- Short problem -
Starting at the line that contains "Target: reflection on water" and ending at the last line of the entries below, turn those lines into a numbered list, leaving out any blank lines.

:: Entries provided ::

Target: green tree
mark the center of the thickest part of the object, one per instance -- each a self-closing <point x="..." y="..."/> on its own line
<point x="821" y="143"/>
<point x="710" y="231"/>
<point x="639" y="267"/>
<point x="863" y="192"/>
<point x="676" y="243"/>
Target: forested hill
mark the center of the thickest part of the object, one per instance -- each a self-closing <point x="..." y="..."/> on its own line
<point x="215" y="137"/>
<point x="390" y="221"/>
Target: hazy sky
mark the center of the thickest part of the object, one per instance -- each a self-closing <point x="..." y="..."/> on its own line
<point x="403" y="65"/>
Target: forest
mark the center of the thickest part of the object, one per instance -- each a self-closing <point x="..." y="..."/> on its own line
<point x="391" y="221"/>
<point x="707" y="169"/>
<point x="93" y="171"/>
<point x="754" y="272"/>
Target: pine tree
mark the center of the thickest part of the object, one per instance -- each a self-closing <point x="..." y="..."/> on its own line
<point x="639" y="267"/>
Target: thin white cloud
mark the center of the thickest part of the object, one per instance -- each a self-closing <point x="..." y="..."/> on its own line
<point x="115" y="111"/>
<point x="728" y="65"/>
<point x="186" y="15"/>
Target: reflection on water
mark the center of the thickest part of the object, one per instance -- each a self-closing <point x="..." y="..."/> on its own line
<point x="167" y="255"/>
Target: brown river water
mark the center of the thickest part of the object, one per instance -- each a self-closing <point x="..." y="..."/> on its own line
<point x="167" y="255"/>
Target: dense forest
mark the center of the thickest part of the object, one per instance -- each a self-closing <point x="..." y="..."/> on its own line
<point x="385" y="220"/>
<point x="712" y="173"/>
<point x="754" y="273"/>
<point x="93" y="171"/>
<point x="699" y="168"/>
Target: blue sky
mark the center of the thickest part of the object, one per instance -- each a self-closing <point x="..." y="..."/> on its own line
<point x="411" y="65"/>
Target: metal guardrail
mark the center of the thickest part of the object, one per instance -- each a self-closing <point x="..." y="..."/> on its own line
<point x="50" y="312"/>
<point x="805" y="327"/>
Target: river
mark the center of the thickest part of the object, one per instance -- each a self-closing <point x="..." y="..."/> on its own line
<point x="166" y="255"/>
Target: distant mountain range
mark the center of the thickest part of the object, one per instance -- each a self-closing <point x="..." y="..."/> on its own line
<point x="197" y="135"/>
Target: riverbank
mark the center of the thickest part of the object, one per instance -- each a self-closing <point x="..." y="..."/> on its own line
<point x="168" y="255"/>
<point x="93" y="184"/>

:::

- Result below -
1. Target: reflection on water
2. mark the center of the thickest part of the object, one per instance -- each a self-closing <point x="..." y="..."/> on its own line
3. <point x="167" y="255"/>
4. Target: brown river water
5. mark the center of the thickest part of the object, one per instance -- each a self-closing <point x="..." y="..."/> on its own line
6. <point x="167" y="255"/>
7. Target: dense forest
8. mark the center of the thickest part of the object, one per instance -- each a self-closing <point x="..." y="..."/> on its own line
9. <point x="385" y="220"/>
10. <point x="712" y="173"/>
11. <point x="754" y="273"/>
12. <point x="93" y="171"/>
13. <point x="699" y="168"/>
14. Target: blue sky
15. mark the center of the thickest part of the object, one per instance -- each a self-closing <point x="..." y="..."/> on its own line
16. <point x="411" y="65"/>
17. Target: metal guardrail
18. mark the center of the thickest part of the object, one per instance -- each a self-closing <point x="..." y="..."/> on its own line
19. <point x="50" y="312"/>
20. <point x="805" y="327"/>
21. Target: river
22. mark the center of the thickest part of the object, one per instance -- each a self-closing <point x="..." y="..."/> on its own line
23. <point x="166" y="255"/>
24. Target: distant mountain range
25. mark the center of the thickest part of the object, one per instance -- each a self-closing <point x="..." y="..."/> on its own line
26. <point x="197" y="135"/>
27. Target: riverbank
28. mark the center of the thickest part of the object, one per instance -- each a self-closing <point x="..." y="..."/> on its own line
29. <point x="168" y="255"/>
30. <point x="93" y="184"/>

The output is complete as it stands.